◆ **Фрагмент текста**
§ §

Обостряется оно в тех случаях, когда вещи, каждодневно нами используемые, проявляют некое "своеволие". Ну, например, покуда компьютер работает исправно, он для нас не более, чем бездушное орудие - а вот когда он "глючит", волей-неволей за ним признаем некую субъектность.
Другой пример: гуляя по старой Москве, подчас я испытывал ощущение, будто с ней общаюсь как с живым существом.
Еще пример. Мой двоюродный племянник, скрипач, однажды мне поведал, что в кругу его коллег отношение к скрипке как к одушевленному партнеру исполнителя едва ли не обыденность.
Не берусь судить о том, как оно "есть на самом деле". Речь не об онтологии - о прагматике. "Расколдовывание" стало основой научного подхода и технического прогресса - в этом отношении оно было полезным. Объектный подход, однако, не срабатывает применительно к тем вещам, что "проходят по ведомству" гуманитарных дисциплин (подробно о том сказано в статье А.Ахутина "Парадоксы культурологии").
Что такое, к примеру, язык? Спрашивая так, вряд ли мы постигнем его природу - не "что" он, а "кто"! Суждения о поэтическом творчестве неадекватны, покуда он мыслится не более, чем материалом. Так, может, поэту он не материал, даже не иструмент, а полноправный соавтор?

§ §

[Записи набора данных]
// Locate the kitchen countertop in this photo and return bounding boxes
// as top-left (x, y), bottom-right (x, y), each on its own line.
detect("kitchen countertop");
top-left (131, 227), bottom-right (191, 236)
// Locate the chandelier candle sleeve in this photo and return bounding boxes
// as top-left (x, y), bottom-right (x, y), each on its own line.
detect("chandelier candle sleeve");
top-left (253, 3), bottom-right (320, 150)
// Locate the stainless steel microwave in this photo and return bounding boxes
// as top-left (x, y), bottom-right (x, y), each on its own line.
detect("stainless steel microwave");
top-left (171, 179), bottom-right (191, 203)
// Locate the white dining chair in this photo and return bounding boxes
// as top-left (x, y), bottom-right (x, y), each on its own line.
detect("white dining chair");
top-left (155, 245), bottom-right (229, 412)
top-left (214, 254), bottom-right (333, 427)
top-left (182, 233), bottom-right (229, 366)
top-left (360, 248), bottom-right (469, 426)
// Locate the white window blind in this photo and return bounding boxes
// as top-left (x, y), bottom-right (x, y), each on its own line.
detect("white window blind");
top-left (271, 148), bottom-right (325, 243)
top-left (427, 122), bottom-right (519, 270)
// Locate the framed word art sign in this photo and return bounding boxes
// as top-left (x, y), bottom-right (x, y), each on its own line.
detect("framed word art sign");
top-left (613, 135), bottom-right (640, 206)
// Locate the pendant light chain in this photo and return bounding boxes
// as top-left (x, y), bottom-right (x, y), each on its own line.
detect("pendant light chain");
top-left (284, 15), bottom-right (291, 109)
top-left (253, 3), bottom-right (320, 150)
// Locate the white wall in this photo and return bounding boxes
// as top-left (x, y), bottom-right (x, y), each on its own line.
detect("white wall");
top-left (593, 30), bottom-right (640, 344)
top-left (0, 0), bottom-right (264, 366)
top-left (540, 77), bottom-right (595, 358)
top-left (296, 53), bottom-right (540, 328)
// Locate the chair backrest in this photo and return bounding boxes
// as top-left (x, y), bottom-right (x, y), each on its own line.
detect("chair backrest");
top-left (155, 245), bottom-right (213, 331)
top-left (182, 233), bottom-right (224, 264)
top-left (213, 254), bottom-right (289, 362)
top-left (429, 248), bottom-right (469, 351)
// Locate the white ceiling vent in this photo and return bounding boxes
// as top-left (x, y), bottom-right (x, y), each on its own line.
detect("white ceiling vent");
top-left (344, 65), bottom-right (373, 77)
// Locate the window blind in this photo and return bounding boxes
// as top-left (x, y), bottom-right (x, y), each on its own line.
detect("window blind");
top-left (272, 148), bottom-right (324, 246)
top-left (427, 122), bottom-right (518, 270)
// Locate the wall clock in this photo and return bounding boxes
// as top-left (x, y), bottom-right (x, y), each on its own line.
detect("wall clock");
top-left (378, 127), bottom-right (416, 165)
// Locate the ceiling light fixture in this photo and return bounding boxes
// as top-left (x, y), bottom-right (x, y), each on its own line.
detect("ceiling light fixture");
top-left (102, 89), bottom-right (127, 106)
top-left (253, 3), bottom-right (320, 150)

§ §

◆ **Задания**
[1] Ответьте на вопросы по отрывку об одушевлении вещей:
(a) Кем по профессии является двоюродный племянник, упомянутый в отрывке?
(b) В какой статье, согласно отрывку, подробно сказано о вещах, которые «проходят по ведомству» гуманитарных дисциплин?
(c) Во время прогулок по какому городу возникало ощущение общения с ним как с живым существом?
[2] Объясните в одном–трех предложениях, почему «расколдовывание», согласно отрывку об одушевлении вещей, было полезным.
[3] Подхватите рассуждение из отрывка об одушевлении вещей и продолжите его с того места, где отрывок заканчивается.

◆ **Ответы**
[1]
(a) Он скрипач.
(b) В статье А. Ахутина «Парадоксы культурологии».
(c) По старой Москве.

[2] «Расколдовывание» было полезным, потому что стало основой научного подхода и технического прогресса.

[3]
А не субъект ли он в отношении к любому его "носителю"? Каким образом тот или иной народ создает свой язык? Ответ не известен никому. И едва ли вообще можно будет его отыскать. Потому как вопрос поставлен неверно: не язык создается народом, а народ - языком!
Так же, полагаю, дело обстоит с мифом.
Отсюда напрашивается методологическое различие между естественнонаучным и гуманитарным подходами: суть первого - описание, второго - отзыв. Коль оно так, то бахтинский термин "эстетический объект" совершенно не годен - не объект он, а источник послания/зова. Стало быть, ис-следование оного состоит не в описании, а в отзыве ему во-след.
Воздерживаясь от онтологических суждений, все же замечу, что субъектное миропредставление достоверно если не больше, то по крайней мере не меньше в сравнении с объектным/механистическим. Негоже забывать, что последнее сформировалось под влиянием резко критичного отношения к непосредственным показаниям органов чувств, чем особенно прославился Декарт. Не без его участия расхожей стала оппозиция "скрытая суть - обманчивая видимость". Спиритуальное же миропредставление основывается как раз на непосредственных ощущениях - на том, что КАЖЕТСЯ. Так не пора ли этому "кажется" возвратить буквальный смысл: кажет - себя? И почему, спрашивается, кажущее себя следует считать менее достоверным в сравнении с результатами чисто умственного, большей частью гипотетического наведения связи между видимостью и сутью?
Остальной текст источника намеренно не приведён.